(Problem statement): Copy every line of the records below word for word, leaving out the pictures.
_ _ _
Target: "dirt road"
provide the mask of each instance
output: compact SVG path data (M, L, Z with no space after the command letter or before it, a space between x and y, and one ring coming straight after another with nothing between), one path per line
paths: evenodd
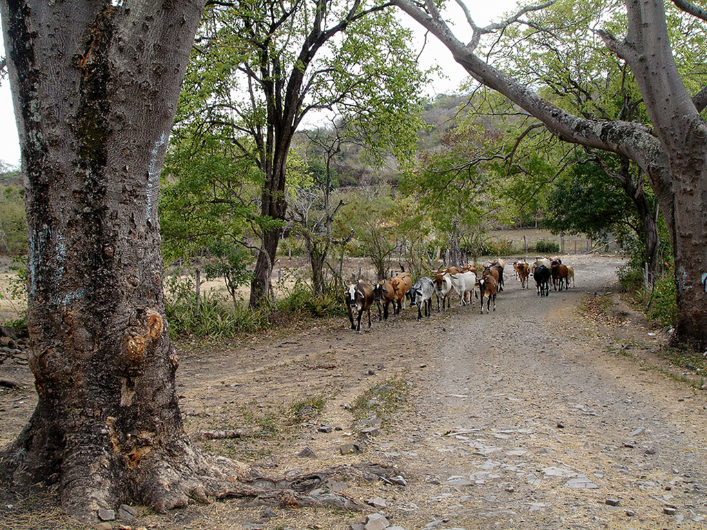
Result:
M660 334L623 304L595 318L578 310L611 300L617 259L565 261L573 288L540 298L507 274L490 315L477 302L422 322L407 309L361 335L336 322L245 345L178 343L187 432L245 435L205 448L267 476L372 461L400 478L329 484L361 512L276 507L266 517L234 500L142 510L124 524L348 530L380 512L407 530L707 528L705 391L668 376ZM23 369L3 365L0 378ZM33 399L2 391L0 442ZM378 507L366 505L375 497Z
_ _ _
(Written solution):
Target: "dirt road"
provide the mask of each instance
output: compact SVG path data (M, L, Z with no space after the command letter or before it, a space between x and y, and one ring coming straight after another with nothing between), one path per line
paths: evenodd
Result:
M660 334L623 304L595 318L578 310L611 300L617 259L565 261L573 288L540 298L507 274L490 315L477 302L422 322L407 309L361 335L336 322L245 345L178 343L187 432L245 435L205 448L267 476L372 461L400 478L329 484L361 512L276 507L266 517L234 500L142 510L124 524L348 530L380 512L407 530L707 528L705 391L668 376ZM23 369L3 365L0 378ZM33 399L2 391L0 442ZM378 507L366 505L375 497Z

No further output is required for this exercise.